◆ **Exercice proposé A**
Reprenez les entrées de la ligne contenant « instance of illuminated » jusqu'à la dernière ligne des entrées incluse, en décalant de 19 uniquement les coordonnées figurant dans les réponses et en recopiant tout le reste sans changement.

◆ **Texte fourni**

····················

Livres Hebdo - Dans quel état d’esprit êtes-vous à la veille de la parution de ce nouveau roman ?
Olivier Adam - Je suis toujours très angoissé au moment de la publication. Paradoxalement, le fait que depuis quatre ou cinq livres l’accueil est de plus en plus chaleureux ne me rassure pas. J’ai toujours peur que ça décroche, que ça ne plaise plus aux lecteurs, aux libraires, aux critiques, et que ce soit le livre de trop. Quand j’écris des romans comme A l’abri de rien ou Les lisières qui mettent en avant un propos sociologique, social ou politique, je sais que cela entraîne des rentrées assez chargées et électriques car ces textes suscitent des débats et des agacements. Cette fois-ci, j’ai l’impression de revenir avec un livre qui, dans son soubassement, est tout aussi social et politique, mais qui constitue avant tout une proposition romanesque, sans arrière-propos. Je suis donc aussi assez serein car il ne devrait pas y avoir trop de malentendus.
Au moment de la parution des Lisières, vous avez effectivement affronté pas mal de critiques, et votre rentrée 2012 a été assez tendue. Cet accueil a-t-il eu des répercussions sur l’écriture de ce livre ?
Non, cette réception n’a rien influencé. A la limite, ça a eu plus de conséquences sur ma sphère privée. Je me suis dit que c’était bien de foutre la paix à tout le monde le temps d’un livre, que je pouvais être un peu charitable. Au moins une fois tous les deux ou trois livres. J’ai bien affirmé qu’il fallait écrire des livres en n’ayant d’égards pour personne, mais je ne peux pas toujours n’appliquer ce principe que vis-à-vis des mêmes personnes. D’ailleurs mes parents ont beaucoup aimé celui-là ! Cependant, il y a quand même dans Peine perdue un clin d’œil aux critiques qui m’ont été faites à la parution des Lisières : l’un des personnages se qualifie par exemple de "Ouin-Ouin au pays du divorce", ce qui était le titre d’un article de Frédéric Beigbeder.

····················

◆ **Lignes enregistrées**

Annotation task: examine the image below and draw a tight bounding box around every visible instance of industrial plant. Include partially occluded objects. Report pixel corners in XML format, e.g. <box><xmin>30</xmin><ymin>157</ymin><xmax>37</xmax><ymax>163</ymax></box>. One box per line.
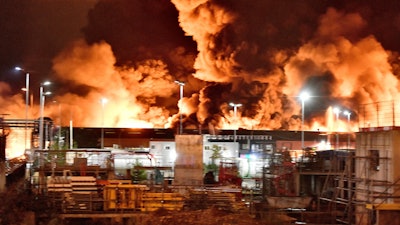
<box><xmin>1</xmin><ymin>100</ymin><xmax>400</xmax><ymax>224</ymax></box>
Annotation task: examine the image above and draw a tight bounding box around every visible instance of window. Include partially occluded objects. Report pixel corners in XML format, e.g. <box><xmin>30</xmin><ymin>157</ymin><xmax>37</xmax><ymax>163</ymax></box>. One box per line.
<box><xmin>369</xmin><ymin>150</ymin><xmax>379</xmax><ymax>171</ymax></box>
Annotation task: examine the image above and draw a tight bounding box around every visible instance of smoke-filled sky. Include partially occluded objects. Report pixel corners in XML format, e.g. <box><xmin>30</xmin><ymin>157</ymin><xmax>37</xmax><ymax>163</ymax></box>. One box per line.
<box><xmin>0</xmin><ymin>0</ymin><xmax>400</xmax><ymax>130</ymax></box>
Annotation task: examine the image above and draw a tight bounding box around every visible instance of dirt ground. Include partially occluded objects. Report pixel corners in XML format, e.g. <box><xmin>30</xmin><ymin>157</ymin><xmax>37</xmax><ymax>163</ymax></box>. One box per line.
<box><xmin>135</xmin><ymin>208</ymin><xmax>293</xmax><ymax>225</ymax></box>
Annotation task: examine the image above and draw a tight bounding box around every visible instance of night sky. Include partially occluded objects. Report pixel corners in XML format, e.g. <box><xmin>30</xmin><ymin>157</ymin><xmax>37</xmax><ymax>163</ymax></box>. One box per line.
<box><xmin>0</xmin><ymin>0</ymin><xmax>400</xmax><ymax>129</ymax></box>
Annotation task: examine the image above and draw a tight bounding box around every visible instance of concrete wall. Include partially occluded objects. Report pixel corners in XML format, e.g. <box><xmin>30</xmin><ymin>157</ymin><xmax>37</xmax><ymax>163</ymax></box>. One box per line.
<box><xmin>355</xmin><ymin>129</ymin><xmax>400</xmax><ymax>224</ymax></box>
<box><xmin>173</xmin><ymin>135</ymin><xmax>203</xmax><ymax>185</ymax></box>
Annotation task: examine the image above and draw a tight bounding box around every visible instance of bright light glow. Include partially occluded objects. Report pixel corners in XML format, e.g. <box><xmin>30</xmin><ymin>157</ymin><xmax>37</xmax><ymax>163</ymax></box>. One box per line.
<box><xmin>229</xmin><ymin>102</ymin><xmax>242</xmax><ymax>107</ymax></box>
<box><xmin>333</xmin><ymin>107</ymin><xmax>340</xmax><ymax>115</ymax></box>
<box><xmin>300</xmin><ymin>92</ymin><xmax>310</xmax><ymax>101</ymax></box>
<box><xmin>169</xmin><ymin>151</ymin><xmax>178</xmax><ymax>162</ymax></box>
<box><xmin>101</xmin><ymin>98</ymin><xmax>108</xmax><ymax>105</ymax></box>
<box><xmin>42</xmin><ymin>81</ymin><xmax>51</xmax><ymax>85</ymax></box>
<box><xmin>175</xmin><ymin>80</ymin><xmax>185</xmax><ymax>86</ymax></box>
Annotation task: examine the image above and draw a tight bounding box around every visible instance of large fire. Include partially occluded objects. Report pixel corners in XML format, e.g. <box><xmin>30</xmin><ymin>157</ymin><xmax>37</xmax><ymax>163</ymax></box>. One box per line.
<box><xmin>0</xmin><ymin>0</ymin><xmax>399</xmax><ymax>158</ymax></box>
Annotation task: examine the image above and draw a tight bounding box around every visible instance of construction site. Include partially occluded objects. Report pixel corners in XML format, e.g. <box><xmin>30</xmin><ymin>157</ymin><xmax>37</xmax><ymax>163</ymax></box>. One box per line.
<box><xmin>3</xmin><ymin>101</ymin><xmax>400</xmax><ymax>225</ymax></box>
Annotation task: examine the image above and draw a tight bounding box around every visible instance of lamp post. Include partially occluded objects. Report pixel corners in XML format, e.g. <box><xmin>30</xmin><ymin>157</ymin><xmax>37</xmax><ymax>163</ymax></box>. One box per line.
<box><xmin>333</xmin><ymin>107</ymin><xmax>340</xmax><ymax>150</ymax></box>
<box><xmin>229</xmin><ymin>102</ymin><xmax>242</xmax><ymax>142</ymax></box>
<box><xmin>53</xmin><ymin>101</ymin><xmax>61</xmax><ymax>150</ymax></box>
<box><xmin>343</xmin><ymin>110</ymin><xmax>351</xmax><ymax>149</ymax></box>
<box><xmin>101</xmin><ymin>98</ymin><xmax>108</xmax><ymax>149</ymax></box>
<box><xmin>300</xmin><ymin>92</ymin><xmax>310</xmax><ymax>150</ymax></box>
<box><xmin>14</xmin><ymin>66</ymin><xmax>29</xmax><ymax>149</ymax></box>
<box><xmin>39</xmin><ymin>81</ymin><xmax>51</xmax><ymax>150</ymax></box>
<box><xmin>175</xmin><ymin>80</ymin><xmax>185</xmax><ymax>134</ymax></box>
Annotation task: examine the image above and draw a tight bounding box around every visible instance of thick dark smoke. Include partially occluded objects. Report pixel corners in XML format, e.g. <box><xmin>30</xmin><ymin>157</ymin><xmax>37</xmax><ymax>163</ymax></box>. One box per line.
<box><xmin>2</xmin><ymin>0</ymin><xmax>400</xmax><ymax>133</ymax></box>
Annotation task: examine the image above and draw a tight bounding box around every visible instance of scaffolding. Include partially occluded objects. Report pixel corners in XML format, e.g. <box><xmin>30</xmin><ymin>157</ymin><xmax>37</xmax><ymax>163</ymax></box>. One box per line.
<box><xmin>319</xmin><ymin>128</ymin><xmax>400</xmax><ymax>225</ymax></box>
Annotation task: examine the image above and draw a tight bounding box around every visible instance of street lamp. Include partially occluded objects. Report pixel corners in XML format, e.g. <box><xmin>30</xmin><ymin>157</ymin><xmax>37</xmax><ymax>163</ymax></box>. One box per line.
<box><xmin>300</xmin><ymin>92</ymin><xmax>310</xmax><ymax>150</ymax></box>
<box><xmin>53</xmin><ymin>101</ymin><xmax>61</xmax><ymax>150</ymax></box>
<box><xmin>175</xmin><ymin>80</ymin><xmax>185</xmax><ymax>134</ymax></box>
<box><xmin>333</xmin><ymin>107</ymin><xmax>341</xmax><ymax>150</ymax></box>
<box><xmin>343</xmin><ymin>110</ymin><xmax>351</xmax><ymax>149</ymax></box>
<box><xmin>39</xmin><ymin>81</ymin><xmax>51</xmax><ymax>150</ymax></box>
<box><xmin>14</xmin><ymin>66</ymin><xmax>29</xmax><ymax>149</ymax></box>
<box><xmin>101</xmin><ymin>98</ymin><xmax>108</xmax><ymax>149</ymax></box>
<box><xmin>229</xmin><ymin>102</ymin><xmax>242</xmax><ymax>142</ymax></box>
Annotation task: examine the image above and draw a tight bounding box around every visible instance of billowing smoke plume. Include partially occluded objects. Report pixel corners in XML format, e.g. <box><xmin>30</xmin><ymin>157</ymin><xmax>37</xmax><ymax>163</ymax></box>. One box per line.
<box><xmin>3</xmin><ymin>0</ymin><xmax>400</xmax><ymax>134</ymax></box>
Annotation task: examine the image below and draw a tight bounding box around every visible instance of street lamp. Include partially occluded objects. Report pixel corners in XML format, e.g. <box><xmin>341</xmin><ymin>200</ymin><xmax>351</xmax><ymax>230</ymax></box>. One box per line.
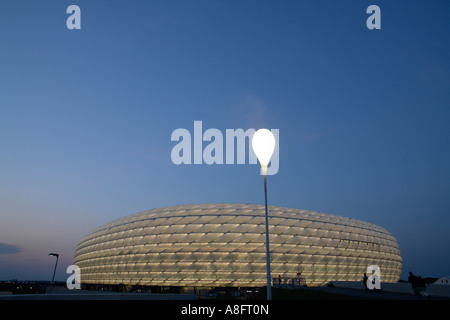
<box><xmin>48</xmin><ymin>252</ymin><xmax>59</xmax><ymax>292</ymax></box>
<box><xmin>252</xmin><ymin>129</ymin><xmax>275</xmax><ymax>300</ymax></box>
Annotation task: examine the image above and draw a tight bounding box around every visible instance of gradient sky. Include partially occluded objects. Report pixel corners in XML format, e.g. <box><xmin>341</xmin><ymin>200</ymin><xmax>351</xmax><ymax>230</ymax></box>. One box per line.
<box><xmin>0</xmin><ymin>0</ymin><xmax>450</xmax><ymax>280</ymax></box>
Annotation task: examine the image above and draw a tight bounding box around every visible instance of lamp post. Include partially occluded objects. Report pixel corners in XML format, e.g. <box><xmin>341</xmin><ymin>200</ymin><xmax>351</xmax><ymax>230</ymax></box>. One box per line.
<box><xmin>48</xmin><ymin>252</ymin><xmax>59</xmax><ymax>292</ymax></box>
<box><xmin>252</xmin><ymin>129</ymin><xmax>275</xmax><ymax>300</ymax></box>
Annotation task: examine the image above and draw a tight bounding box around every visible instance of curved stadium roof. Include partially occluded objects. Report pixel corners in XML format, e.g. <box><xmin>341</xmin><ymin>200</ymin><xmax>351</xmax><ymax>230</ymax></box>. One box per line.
<box><xmin>74</xmin><ymin>204</ymin><xmax>401</xmax><ymax>287</ymax></box>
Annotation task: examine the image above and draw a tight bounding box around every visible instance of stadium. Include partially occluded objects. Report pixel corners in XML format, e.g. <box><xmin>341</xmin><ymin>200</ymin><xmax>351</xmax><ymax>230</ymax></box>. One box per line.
<box><xmin>74</xmin><ymin>204</ymin><xmax>402</xmax><ymax>288</ymax></box>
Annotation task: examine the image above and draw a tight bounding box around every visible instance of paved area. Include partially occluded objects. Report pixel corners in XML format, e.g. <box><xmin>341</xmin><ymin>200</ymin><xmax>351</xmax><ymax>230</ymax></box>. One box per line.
<box><xmin>310</xmin><ymin>287</ymin><xmax>449</xmax><ymax>301</ymax></box>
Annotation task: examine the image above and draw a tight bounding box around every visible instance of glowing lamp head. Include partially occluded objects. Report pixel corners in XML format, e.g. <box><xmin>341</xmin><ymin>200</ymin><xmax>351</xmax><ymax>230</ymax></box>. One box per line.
<box><xmin>252</xmin><ymin>129</ymin><xmax>275</xmax><ymax>168</ymax></box>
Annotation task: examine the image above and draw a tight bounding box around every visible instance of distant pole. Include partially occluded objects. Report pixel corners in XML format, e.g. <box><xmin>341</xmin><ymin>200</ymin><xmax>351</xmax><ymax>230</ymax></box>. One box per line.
<box><xmin>264</xmin><ymin>173</ymin><xmax>272</xmax><ymax>300</ymax></box>
<box><xmin>49</xmin><ymin>253</ymin><xmax>59</xmax><ymax>292</ymax></box>
<box><xmin>252</xmin><ymin>129</ymin><xmax>276</xmax><ymax>300</ymax></box>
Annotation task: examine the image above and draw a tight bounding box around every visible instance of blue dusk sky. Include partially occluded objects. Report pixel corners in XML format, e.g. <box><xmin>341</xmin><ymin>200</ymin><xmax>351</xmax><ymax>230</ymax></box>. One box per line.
<box><xmin>0</xmin><ymin>0</ymin><xmax>450</xmax><ymax>280</ymax></box>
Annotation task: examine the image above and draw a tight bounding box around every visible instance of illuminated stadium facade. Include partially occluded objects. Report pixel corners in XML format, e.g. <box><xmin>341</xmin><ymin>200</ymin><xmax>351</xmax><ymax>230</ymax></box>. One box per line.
<box><xmin>74</xmin><ymin>204</ymin><xmax>401</xmax><ymax>287</ymax></box>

····················

◆ **Exercice proposé B**
Prolongez l'entretien avec Olivier Adam au-delà de sa dernière réplique.

◆ **Résultat A**
Annotation task: examine the image above and draw a tight bounding box around every visible instance of illuminated stadium facade. Include partially occluded objects. Report pixel corners in XML format, e.g. <box><xmin>341</xmin><ymin>200</ymin><xmax>351</xmax><ymax>230</ymax></box>. One box per line.
<box><xmin>93</xmin><ymin>223</ymin><xmax>420</xmax><ymax>306</ymax></box>

◆ **Résultat B**
Qu’écrit-on après s’être mis à nu comme vous l’avez fait dans Les lisières ?
Je ne pouvais pas refaire cette mise en jeu de soi telle qu’elle était travaillée dans Les lisières. Je n’en pouvais plus de moi, je n’avais pas envie de continuer à compagnonner avec moi-même pendant les deux ans de l’écriture et ensuite le temps de la promotion du livre. En même temps, je ne voulais pas revenir avec quelque chose de moins ambitieux, qui dise moins sur le pays, nos vies, la société mais aussi sur l’intime. La grande difficulté à laquelle je me suis heurté a été d’abandonner la première personne, de me mettre hors jeu du livre. C’est la première fois depuis Je vais bien, ne t’en fais pas. Je pensais souvent à ces écrivains qui se donnent entièrement dans l’autofiction et qui ne peuvent plus revenir à la fiction car ils ont la sensation que plus rien ne brûle, qui ont l’impression de construire au lieu de livrer quelque chose. Cette position a créé un sentiment très déstabilisant, car j’ai cru à un moment que j’avais perdu la nécessité et l’engagement indispensables. Pendant cinq ou six mois, je n’ai pas pu écrire une ligne. J’ai dû me forcer pour trouver et comprendre ma place dans ce texte, pour me mettre dans la position du scribe d’une communauté.
Comment est-ce que cela s’est débloqué ?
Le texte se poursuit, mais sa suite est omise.